> Source data:
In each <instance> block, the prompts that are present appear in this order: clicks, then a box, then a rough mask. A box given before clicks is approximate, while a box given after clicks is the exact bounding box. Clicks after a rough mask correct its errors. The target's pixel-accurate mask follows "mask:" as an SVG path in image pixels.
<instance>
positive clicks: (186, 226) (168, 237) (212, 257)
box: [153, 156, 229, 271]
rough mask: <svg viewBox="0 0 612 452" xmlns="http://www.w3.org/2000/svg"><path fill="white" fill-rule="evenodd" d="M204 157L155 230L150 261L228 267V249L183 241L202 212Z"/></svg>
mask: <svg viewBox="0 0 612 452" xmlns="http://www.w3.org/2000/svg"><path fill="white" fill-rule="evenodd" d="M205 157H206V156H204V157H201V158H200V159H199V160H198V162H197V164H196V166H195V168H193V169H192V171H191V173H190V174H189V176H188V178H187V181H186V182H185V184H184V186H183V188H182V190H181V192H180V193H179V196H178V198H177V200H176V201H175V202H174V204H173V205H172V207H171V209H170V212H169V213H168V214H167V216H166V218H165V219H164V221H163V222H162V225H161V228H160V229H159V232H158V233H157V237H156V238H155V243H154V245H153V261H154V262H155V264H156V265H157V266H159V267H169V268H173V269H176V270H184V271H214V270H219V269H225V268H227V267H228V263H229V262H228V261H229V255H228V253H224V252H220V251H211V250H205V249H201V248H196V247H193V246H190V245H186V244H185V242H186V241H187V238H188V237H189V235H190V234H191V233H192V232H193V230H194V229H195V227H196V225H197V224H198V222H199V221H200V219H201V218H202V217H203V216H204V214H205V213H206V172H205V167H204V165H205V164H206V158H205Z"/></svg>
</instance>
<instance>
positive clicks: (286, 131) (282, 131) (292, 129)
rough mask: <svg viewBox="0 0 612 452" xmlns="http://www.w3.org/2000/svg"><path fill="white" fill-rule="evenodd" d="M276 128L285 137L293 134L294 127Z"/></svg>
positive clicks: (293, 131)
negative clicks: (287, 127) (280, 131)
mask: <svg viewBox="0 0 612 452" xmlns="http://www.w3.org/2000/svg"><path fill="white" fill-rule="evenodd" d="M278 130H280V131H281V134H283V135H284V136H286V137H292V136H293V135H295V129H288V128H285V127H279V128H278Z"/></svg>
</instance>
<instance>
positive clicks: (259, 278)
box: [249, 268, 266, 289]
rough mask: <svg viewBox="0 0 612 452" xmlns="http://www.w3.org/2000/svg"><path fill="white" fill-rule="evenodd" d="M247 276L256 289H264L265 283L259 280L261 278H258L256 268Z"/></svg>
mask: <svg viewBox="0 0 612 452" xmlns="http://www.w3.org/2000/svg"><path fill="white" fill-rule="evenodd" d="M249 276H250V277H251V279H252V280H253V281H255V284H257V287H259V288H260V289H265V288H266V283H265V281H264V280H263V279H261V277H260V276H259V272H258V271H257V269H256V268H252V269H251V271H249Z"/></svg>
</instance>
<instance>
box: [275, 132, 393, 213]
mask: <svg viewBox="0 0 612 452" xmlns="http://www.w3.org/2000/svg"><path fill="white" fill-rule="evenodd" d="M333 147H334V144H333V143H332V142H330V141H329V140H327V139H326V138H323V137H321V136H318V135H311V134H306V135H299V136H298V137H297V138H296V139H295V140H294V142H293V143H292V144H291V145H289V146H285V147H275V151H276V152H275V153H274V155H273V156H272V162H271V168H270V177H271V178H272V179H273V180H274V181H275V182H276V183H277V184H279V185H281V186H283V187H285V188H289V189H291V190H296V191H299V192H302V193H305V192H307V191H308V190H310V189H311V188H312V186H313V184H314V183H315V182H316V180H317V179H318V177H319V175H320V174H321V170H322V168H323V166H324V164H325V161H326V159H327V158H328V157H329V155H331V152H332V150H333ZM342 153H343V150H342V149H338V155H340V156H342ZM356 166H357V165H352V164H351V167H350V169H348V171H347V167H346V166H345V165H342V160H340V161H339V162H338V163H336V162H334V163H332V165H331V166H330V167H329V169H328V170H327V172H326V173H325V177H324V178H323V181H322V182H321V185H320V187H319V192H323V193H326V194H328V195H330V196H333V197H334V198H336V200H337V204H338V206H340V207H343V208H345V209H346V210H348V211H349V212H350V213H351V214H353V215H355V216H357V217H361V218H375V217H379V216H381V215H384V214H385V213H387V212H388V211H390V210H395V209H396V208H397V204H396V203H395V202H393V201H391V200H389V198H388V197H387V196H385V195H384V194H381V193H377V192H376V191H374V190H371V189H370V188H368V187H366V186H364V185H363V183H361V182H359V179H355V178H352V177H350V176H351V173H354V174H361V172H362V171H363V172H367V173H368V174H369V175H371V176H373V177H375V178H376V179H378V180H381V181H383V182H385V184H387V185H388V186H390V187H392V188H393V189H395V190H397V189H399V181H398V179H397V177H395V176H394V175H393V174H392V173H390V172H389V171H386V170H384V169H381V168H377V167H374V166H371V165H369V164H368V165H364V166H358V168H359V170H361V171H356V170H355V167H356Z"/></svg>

> Your objective:
Report the number of lines in the records above that include "positive", leaving out any other words.

> Task output:
4